Exercise inputs start

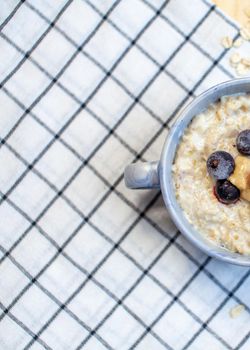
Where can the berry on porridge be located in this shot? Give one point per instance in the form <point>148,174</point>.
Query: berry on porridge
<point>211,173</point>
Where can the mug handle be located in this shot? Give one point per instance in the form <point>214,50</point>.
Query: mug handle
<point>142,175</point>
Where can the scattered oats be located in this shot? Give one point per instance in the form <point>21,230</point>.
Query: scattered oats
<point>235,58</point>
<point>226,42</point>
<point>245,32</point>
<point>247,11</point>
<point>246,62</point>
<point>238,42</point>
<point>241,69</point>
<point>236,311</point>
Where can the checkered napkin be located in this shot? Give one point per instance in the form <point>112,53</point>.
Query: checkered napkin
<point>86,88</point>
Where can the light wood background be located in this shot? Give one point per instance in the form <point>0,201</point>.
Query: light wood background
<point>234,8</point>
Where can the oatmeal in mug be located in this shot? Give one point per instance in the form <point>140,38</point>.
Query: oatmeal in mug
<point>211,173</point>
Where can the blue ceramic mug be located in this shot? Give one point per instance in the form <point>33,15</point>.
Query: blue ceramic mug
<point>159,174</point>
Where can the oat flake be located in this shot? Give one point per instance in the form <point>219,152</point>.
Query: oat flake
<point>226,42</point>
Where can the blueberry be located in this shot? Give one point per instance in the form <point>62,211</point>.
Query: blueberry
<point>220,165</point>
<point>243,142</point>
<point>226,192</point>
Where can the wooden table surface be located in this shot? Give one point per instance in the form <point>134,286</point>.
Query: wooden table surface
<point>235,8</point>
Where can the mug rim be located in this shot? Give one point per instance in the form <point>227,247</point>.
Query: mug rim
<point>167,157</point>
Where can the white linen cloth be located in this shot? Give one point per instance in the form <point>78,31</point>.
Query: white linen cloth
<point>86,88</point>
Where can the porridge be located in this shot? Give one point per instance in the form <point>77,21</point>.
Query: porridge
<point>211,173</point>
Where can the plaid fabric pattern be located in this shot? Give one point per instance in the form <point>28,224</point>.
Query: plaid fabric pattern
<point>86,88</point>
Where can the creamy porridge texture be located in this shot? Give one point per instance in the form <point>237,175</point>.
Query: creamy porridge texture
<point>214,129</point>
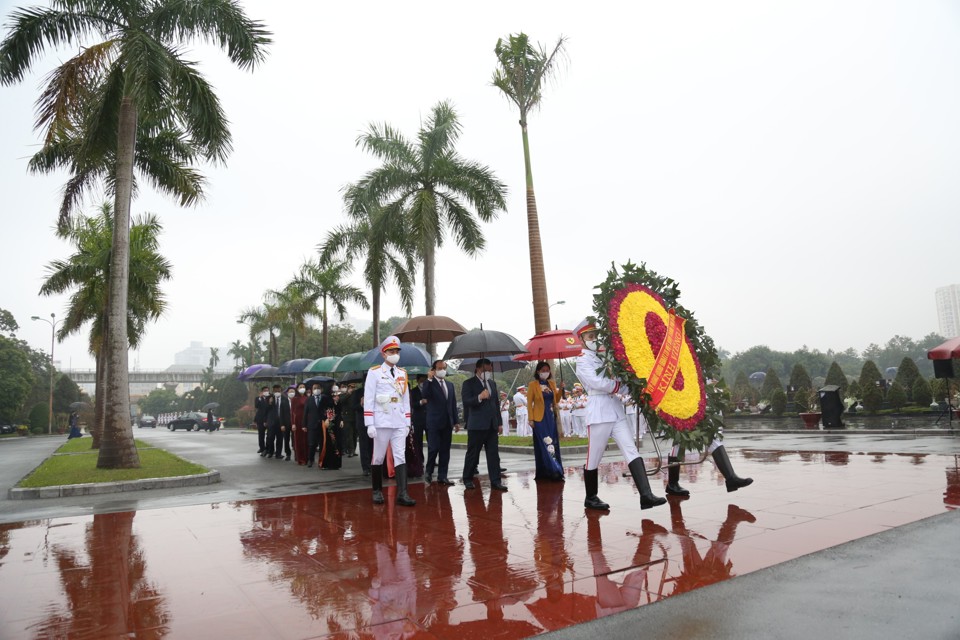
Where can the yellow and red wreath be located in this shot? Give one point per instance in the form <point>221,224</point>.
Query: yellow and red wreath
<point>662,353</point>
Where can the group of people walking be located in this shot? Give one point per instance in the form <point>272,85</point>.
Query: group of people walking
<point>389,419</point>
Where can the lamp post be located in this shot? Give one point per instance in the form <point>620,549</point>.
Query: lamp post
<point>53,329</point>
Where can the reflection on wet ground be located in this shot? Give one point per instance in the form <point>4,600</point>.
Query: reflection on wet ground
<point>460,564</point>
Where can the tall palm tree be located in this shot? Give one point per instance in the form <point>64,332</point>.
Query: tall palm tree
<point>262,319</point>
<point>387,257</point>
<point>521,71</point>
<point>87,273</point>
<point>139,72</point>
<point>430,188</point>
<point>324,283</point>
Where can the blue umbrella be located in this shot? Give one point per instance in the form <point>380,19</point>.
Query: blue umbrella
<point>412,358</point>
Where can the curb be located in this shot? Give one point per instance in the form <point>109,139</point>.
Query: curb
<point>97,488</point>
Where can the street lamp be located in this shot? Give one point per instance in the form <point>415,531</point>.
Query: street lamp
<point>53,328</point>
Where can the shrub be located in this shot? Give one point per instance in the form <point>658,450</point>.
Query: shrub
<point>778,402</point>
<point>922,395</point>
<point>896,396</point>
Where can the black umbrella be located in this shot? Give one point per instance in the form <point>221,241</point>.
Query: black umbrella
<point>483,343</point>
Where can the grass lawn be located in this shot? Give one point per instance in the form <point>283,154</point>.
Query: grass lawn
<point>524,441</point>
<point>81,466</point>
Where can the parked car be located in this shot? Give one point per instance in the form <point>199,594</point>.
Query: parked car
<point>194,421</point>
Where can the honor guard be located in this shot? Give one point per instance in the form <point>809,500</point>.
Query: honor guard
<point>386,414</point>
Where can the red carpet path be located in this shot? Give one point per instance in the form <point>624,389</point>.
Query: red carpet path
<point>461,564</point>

Exercise inputs end
Exercise inputs start

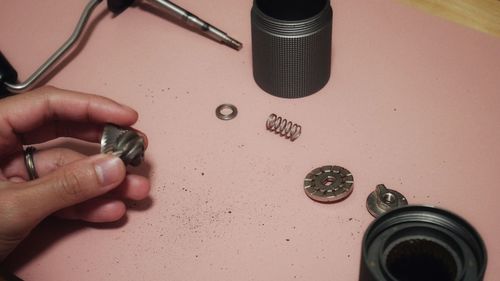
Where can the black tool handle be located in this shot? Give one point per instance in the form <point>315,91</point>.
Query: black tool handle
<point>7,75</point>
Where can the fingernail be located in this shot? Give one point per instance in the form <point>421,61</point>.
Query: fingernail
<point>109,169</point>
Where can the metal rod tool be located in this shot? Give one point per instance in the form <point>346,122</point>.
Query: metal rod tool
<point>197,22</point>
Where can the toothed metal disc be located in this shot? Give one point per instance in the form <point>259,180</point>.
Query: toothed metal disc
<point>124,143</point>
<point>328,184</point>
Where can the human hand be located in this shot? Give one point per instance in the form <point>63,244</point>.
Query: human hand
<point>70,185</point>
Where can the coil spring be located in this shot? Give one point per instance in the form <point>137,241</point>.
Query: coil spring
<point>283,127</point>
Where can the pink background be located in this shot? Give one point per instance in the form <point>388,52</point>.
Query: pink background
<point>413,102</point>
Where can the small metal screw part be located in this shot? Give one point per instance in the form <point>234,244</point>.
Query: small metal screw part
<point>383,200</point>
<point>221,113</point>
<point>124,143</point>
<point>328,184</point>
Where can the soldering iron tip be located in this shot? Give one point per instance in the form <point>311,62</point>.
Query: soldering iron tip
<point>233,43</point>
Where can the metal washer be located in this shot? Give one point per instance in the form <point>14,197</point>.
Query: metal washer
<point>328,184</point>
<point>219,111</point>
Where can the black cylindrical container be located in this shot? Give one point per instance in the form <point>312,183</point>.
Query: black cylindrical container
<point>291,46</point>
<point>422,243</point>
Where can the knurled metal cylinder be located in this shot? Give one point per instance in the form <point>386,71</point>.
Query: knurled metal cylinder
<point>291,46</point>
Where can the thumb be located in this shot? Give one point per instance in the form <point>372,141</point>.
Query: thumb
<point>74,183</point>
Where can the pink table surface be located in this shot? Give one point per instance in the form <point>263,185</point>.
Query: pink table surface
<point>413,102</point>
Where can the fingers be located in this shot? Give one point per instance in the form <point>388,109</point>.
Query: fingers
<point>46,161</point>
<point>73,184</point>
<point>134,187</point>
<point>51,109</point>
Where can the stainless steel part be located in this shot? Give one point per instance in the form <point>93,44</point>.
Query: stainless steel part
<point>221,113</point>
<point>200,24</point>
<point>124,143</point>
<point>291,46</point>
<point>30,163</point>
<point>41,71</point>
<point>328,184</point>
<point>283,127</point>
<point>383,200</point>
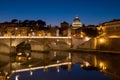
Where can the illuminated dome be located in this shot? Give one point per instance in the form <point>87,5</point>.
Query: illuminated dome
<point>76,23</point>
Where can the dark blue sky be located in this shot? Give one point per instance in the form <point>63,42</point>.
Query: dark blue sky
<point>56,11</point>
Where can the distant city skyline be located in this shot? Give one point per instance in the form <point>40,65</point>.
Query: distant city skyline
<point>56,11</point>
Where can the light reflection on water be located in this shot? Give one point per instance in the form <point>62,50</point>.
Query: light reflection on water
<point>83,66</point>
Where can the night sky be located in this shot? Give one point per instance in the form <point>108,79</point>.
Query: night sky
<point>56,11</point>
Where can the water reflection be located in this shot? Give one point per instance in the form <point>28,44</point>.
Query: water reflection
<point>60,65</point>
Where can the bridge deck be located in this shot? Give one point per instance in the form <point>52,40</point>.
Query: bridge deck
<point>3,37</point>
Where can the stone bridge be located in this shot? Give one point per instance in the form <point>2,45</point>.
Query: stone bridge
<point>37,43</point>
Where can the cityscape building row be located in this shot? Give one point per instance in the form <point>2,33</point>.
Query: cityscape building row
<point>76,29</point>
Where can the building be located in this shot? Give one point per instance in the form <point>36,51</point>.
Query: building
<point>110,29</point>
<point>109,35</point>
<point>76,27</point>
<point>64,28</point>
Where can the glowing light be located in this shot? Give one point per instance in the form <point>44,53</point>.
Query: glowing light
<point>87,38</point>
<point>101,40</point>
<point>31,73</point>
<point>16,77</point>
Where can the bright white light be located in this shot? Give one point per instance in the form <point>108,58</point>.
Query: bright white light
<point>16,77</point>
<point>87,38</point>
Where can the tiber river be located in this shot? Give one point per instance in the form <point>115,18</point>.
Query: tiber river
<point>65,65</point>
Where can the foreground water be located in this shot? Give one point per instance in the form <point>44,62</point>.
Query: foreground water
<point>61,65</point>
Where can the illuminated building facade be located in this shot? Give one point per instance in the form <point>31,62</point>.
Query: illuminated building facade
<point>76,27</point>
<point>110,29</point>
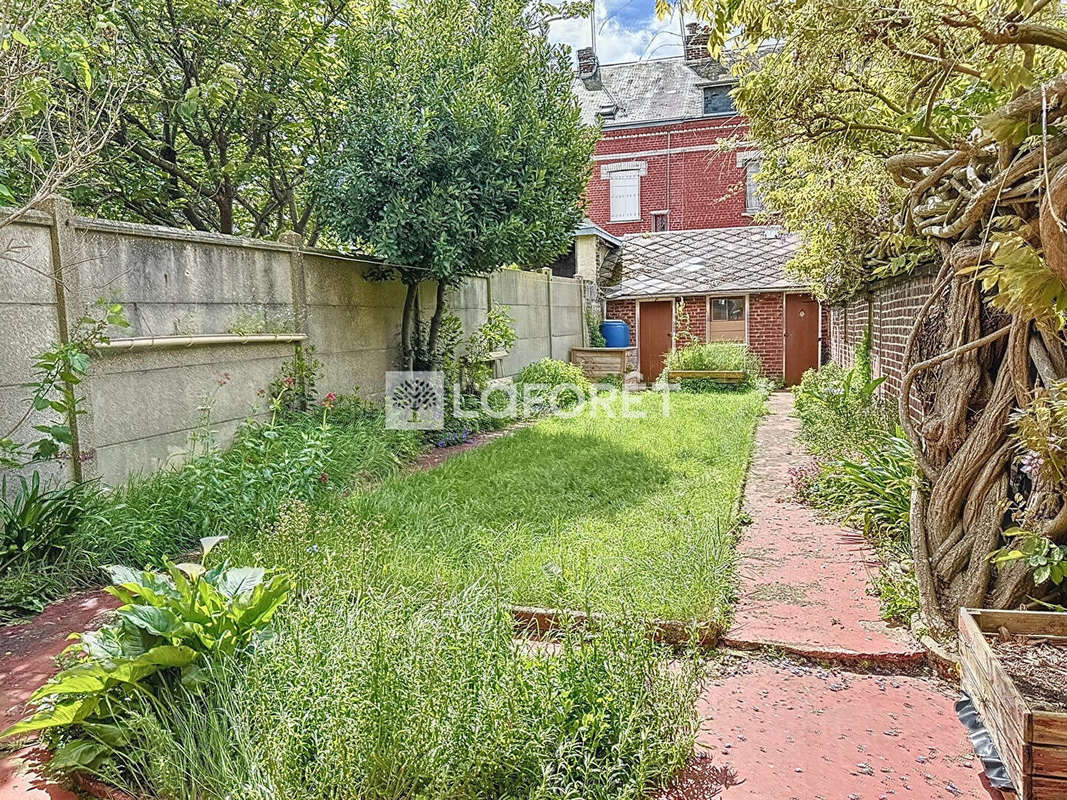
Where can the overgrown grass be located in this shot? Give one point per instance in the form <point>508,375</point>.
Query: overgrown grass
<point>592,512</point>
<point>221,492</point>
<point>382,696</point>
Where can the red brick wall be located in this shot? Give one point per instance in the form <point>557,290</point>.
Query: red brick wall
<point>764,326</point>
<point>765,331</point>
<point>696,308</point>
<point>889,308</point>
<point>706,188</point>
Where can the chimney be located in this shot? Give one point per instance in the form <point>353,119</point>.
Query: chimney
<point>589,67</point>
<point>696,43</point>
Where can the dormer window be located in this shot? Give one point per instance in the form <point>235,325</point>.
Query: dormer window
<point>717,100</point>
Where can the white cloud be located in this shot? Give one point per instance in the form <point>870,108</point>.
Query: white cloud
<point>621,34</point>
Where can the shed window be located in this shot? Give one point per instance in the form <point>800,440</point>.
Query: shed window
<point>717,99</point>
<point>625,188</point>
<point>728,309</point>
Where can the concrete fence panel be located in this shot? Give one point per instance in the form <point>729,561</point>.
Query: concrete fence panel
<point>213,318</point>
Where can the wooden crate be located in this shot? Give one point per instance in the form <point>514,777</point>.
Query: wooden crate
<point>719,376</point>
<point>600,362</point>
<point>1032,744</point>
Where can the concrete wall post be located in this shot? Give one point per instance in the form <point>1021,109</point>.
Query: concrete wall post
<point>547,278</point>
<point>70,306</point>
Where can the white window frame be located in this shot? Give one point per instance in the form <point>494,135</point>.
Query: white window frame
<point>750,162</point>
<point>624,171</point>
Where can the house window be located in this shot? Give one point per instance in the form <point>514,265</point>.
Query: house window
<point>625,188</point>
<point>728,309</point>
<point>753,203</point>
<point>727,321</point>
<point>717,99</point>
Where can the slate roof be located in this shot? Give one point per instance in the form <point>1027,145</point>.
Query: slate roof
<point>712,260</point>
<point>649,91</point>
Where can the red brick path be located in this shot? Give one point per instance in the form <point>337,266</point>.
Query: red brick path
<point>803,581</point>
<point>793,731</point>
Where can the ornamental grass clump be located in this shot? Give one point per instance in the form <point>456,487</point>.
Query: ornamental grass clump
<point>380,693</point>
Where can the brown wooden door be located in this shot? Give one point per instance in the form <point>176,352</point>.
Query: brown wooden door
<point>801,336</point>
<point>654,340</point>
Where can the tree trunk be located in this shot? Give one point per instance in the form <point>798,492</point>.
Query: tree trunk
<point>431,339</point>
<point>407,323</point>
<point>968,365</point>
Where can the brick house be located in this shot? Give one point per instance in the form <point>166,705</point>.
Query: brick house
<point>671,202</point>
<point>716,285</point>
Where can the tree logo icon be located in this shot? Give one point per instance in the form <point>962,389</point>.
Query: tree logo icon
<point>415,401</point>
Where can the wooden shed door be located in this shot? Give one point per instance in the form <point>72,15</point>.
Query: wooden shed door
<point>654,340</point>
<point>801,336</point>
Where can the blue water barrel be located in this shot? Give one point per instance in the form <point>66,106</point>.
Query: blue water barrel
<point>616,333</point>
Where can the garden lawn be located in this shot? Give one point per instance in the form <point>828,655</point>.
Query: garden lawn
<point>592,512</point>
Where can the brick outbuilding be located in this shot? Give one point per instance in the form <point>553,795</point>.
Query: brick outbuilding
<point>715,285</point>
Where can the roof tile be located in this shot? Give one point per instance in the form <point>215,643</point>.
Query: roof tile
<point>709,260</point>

Exercise inputs end
Exercise inputs start

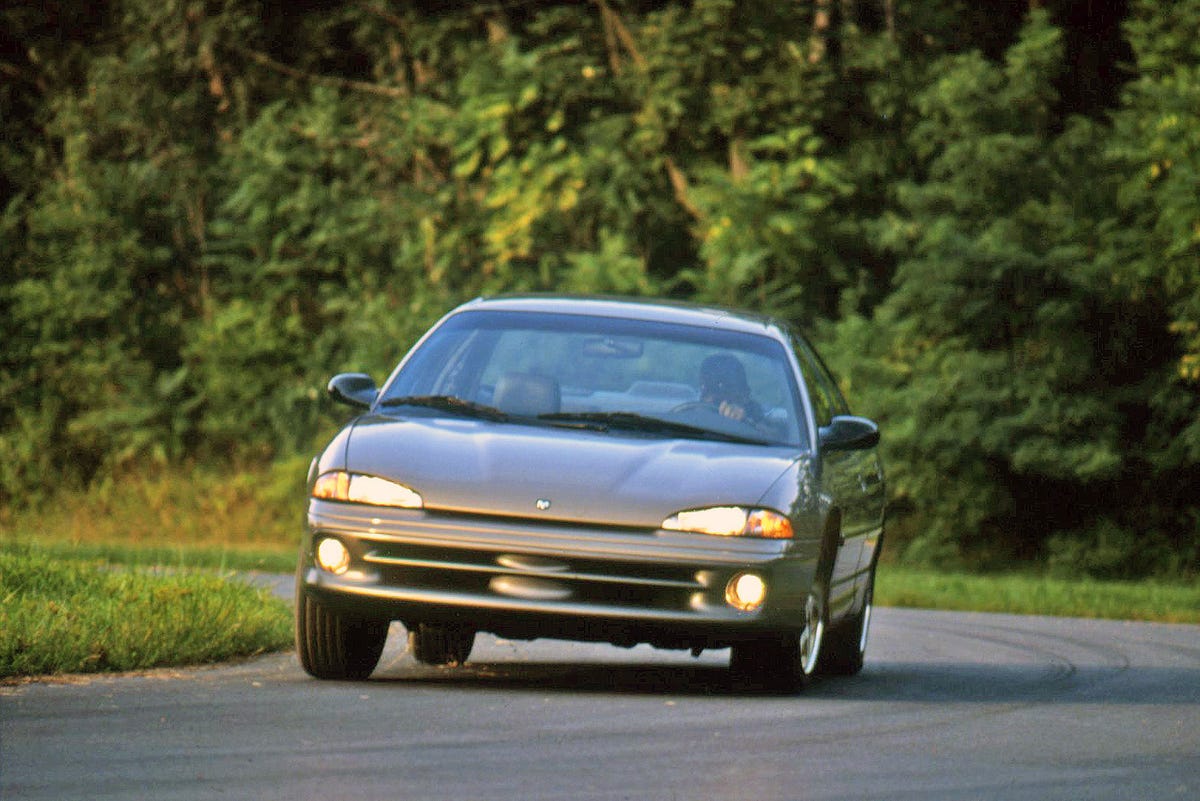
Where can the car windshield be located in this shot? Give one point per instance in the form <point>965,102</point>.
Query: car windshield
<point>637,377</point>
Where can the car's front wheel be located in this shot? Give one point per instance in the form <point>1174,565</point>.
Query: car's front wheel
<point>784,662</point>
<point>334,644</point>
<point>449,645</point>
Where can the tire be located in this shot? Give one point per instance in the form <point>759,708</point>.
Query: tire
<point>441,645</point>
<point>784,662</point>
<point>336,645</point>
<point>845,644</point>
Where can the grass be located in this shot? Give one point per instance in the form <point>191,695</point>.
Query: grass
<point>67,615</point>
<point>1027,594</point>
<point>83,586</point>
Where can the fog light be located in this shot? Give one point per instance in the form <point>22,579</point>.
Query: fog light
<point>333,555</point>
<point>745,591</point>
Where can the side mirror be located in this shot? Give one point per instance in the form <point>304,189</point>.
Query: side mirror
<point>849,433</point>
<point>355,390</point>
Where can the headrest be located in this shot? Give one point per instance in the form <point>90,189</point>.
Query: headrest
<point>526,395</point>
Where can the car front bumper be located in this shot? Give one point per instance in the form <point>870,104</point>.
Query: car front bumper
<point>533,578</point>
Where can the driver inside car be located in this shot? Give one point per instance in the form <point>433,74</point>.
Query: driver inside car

Exercise inputs end

> Given problem
Repeat the lines between the one holding "Where can the light reflection" and the one holding "<point>83,66</point>", inclusive, character for character.

> Correct response
Where can the light reflection on water be located in this shot? Give one point per instance in the form <point>62,50</point>.
Query: light reflection on water
<point>83,66</point>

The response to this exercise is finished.